Your instructions: Which lines of the records below contain the word "cliff"? Show each of those lines in full, treating uppercase and lowercase as different.

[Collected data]

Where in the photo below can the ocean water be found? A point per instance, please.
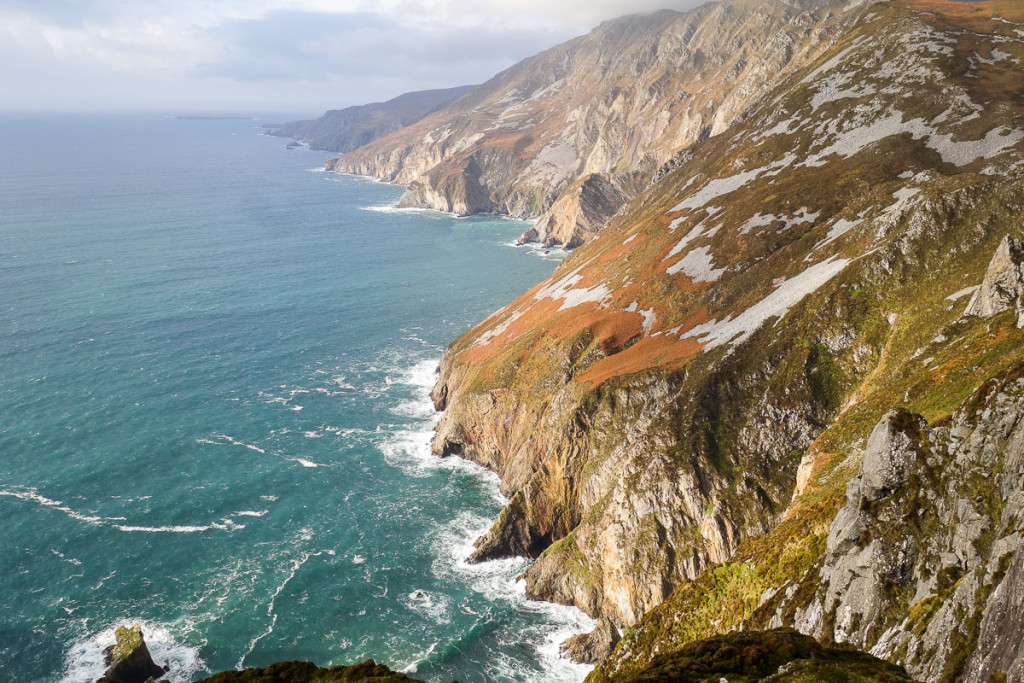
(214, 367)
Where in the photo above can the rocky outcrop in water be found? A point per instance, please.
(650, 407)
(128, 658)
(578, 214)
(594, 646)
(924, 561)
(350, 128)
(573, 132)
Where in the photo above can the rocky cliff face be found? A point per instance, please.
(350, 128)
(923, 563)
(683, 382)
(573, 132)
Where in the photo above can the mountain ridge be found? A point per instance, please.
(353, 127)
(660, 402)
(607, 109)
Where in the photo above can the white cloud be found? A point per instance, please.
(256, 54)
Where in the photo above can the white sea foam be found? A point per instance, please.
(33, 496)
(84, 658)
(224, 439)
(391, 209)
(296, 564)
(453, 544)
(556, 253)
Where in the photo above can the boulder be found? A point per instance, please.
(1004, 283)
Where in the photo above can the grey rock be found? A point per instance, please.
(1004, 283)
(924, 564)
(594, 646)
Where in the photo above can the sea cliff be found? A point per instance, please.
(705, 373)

...

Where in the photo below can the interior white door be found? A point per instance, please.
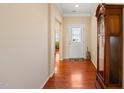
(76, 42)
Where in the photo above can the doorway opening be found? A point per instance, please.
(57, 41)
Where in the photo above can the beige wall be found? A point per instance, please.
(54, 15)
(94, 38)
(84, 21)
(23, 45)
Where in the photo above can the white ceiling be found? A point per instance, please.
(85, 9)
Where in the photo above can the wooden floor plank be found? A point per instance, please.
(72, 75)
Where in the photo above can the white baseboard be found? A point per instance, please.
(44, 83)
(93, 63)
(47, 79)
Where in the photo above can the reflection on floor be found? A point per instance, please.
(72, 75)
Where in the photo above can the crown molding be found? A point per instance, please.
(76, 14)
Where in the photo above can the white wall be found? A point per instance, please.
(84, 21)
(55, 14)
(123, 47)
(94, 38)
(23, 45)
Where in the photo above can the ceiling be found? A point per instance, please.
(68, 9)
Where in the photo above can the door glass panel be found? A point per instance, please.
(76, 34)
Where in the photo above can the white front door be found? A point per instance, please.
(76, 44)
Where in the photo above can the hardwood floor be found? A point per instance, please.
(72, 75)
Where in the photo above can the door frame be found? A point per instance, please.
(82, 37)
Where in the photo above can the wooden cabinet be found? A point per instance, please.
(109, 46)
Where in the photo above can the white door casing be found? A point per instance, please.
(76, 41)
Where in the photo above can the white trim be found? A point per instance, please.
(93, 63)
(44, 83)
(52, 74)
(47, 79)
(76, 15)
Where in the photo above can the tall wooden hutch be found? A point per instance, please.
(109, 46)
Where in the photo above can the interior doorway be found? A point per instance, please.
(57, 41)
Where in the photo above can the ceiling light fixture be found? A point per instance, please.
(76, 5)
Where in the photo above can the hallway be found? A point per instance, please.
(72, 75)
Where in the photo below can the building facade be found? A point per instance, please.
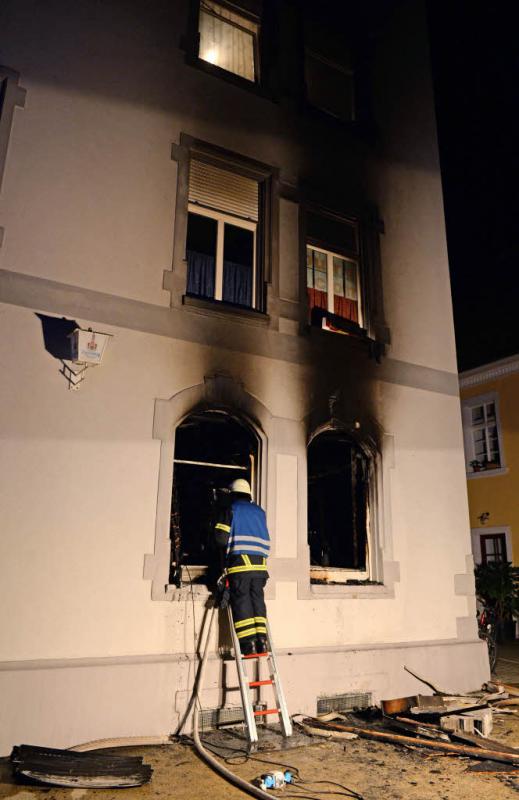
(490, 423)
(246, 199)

Solution below:
Where in the photo above can the rocky cliff face be found? A point per instance, please.
Where in the photo above can the sea cliff be found? A point per instance, please.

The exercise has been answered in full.